▸ **JOB**: Repeat the stretch of the records from the line that contains "dog's head you see." through the line that contains "151;72;408;364", both ends included.

[Entries on locating named things]

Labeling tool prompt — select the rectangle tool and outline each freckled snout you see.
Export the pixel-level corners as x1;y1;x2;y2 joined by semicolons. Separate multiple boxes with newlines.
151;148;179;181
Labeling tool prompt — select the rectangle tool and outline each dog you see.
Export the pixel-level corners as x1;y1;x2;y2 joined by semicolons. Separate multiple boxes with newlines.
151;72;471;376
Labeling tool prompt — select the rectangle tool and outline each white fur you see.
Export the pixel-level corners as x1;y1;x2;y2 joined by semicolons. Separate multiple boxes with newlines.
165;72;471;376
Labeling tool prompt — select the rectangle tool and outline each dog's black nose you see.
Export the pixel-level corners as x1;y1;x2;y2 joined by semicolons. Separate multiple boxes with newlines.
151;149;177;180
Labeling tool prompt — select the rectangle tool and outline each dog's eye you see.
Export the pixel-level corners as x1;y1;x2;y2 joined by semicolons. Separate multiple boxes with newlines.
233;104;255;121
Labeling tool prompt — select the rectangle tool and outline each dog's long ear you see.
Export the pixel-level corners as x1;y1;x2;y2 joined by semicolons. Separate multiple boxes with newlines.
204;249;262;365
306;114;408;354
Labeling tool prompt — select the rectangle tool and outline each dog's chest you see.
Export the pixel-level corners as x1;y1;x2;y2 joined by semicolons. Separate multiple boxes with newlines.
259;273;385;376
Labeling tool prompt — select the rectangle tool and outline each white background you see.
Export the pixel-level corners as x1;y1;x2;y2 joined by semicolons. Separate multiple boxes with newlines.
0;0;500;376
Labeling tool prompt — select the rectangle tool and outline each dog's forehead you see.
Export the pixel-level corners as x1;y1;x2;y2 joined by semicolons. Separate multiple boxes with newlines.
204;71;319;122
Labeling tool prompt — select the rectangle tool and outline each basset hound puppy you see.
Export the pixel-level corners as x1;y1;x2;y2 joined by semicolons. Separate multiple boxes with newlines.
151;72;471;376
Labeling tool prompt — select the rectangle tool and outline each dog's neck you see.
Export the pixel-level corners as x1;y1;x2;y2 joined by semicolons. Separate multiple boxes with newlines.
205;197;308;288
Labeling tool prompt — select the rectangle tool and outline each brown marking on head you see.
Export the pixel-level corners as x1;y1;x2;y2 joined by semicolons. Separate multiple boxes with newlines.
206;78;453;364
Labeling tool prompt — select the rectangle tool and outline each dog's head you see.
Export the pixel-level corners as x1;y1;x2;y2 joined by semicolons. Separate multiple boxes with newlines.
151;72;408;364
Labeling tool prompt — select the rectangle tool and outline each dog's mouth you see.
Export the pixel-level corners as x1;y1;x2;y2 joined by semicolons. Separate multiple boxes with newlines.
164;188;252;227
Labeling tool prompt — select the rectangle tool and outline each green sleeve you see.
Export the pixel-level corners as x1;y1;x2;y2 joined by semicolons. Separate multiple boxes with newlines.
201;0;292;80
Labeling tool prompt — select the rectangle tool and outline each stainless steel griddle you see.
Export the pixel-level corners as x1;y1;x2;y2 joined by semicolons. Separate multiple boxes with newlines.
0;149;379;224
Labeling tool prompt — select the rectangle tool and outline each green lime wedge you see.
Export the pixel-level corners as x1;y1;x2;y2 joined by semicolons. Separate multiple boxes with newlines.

▸ **THE ANSWER**:
Labeling tool prompt — select the rectangle tool and outline each dog's head you see.
Export the pixel-level corners as x1;y1;x2;y2 joined by semicolons. Separate multiple boxes with newlines.
151;72;408;364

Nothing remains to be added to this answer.